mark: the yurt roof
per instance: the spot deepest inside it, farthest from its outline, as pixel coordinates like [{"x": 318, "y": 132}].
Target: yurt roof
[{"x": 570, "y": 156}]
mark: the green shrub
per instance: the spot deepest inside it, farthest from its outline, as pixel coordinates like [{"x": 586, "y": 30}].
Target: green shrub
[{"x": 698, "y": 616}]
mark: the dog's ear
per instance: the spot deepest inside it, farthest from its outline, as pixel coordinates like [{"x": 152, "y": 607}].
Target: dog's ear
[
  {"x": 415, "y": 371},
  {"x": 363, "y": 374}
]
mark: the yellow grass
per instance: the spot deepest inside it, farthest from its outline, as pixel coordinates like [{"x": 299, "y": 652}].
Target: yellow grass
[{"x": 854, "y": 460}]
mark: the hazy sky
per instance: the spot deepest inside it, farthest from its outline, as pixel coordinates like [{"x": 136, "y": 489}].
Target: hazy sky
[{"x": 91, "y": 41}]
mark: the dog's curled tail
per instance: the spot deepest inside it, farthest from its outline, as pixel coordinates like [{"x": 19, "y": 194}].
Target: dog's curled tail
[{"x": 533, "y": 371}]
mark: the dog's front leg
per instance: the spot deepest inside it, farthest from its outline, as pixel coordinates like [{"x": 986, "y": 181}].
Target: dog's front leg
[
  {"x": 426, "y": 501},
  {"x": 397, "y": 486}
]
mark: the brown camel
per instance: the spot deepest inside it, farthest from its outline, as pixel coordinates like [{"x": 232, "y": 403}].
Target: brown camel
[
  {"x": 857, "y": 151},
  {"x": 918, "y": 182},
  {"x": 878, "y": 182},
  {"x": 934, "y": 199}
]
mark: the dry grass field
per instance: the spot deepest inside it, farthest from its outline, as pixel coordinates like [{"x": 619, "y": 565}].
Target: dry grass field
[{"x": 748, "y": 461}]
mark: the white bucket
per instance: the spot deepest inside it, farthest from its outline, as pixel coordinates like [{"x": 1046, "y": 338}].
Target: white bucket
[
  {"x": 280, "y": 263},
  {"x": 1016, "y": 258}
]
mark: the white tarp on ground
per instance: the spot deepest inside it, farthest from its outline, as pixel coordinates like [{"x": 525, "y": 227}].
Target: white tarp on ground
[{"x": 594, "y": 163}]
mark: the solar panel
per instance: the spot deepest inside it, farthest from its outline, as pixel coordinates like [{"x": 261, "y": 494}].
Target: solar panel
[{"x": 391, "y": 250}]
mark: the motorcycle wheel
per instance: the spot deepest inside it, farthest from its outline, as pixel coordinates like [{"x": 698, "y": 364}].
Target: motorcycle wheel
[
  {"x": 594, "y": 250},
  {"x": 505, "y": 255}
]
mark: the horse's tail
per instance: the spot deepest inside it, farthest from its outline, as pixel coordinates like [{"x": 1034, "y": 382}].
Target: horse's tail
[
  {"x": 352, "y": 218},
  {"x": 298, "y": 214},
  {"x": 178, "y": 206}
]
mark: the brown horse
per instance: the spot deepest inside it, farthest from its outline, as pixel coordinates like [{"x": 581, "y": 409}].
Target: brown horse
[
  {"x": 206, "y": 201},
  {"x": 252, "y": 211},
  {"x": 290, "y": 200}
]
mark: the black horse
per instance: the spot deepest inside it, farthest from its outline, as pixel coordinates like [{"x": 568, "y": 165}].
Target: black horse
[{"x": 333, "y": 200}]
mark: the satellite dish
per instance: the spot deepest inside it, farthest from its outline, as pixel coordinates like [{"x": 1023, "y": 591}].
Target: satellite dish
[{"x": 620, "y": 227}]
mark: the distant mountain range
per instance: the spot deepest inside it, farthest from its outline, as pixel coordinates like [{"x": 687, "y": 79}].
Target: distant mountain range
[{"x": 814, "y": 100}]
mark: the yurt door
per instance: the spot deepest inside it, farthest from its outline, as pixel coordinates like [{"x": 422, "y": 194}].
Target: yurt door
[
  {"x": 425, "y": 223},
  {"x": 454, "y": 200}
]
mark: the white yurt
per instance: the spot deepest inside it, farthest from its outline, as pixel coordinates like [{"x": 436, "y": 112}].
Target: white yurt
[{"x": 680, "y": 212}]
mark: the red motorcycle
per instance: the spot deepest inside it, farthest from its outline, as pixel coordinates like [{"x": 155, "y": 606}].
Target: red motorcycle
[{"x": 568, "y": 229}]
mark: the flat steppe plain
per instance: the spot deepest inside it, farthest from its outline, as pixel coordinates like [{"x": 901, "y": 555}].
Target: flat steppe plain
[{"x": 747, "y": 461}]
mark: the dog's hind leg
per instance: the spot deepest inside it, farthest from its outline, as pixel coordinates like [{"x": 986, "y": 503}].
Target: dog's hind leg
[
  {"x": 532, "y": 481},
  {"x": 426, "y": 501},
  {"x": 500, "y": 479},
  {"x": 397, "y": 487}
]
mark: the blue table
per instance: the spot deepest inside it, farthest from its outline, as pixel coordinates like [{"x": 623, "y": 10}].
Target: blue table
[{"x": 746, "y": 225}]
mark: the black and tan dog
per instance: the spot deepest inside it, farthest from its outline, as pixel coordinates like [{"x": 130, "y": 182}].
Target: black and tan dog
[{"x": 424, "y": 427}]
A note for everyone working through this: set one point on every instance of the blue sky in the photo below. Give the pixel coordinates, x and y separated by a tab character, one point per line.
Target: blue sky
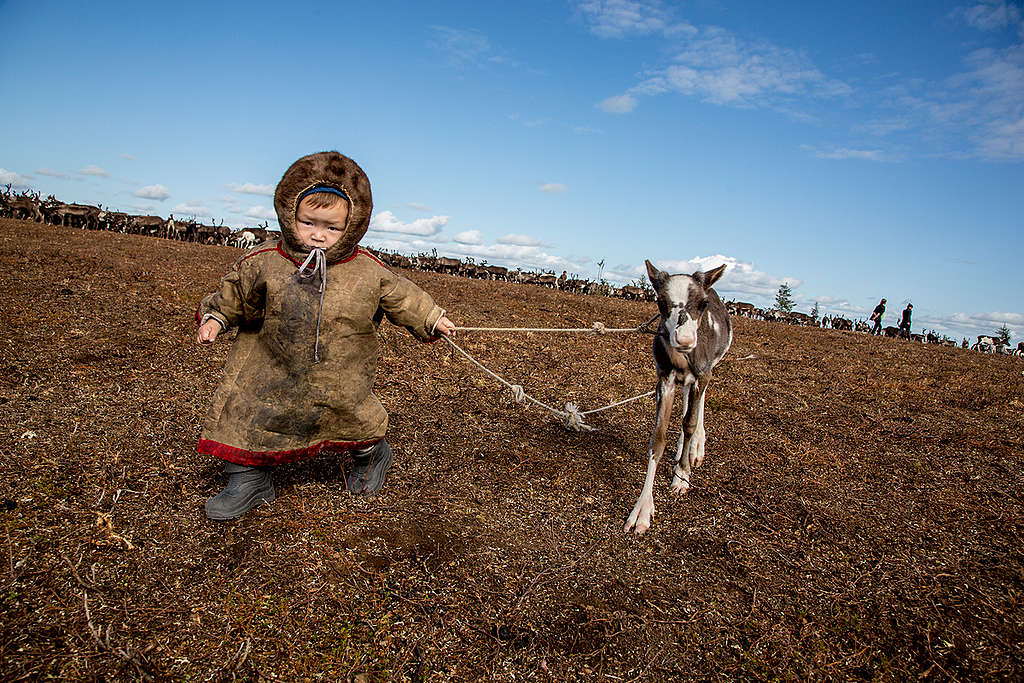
----------------
What the task requires>
Copy out, word for word, the part of the material that starts with the line containing "mark: the blue table" and runs to the end of the material, including both ends. Leave the pictures out.

Exercise output>
mark: the blue table
per instance: the spot deepest inside it, farthest from its outline, as pixel coordinates like [{"x": 623, "y": 10}].
Target: blue table
[{"x": 746, "y": 225}]
mark: the black and tan dog
per instance: the spot deepest inside it, farthest from its outline, as pixel coordinates like [{"x": 130, "y": 182}].
Target: black and tan dog
[{"x": 424, "y": 427}]
A note for everyone working through this: set one point on every instance of the blue sky in the photo below. Give the pixel coordinates, x and y separated by a tab character, one point per line.
Target: blue sky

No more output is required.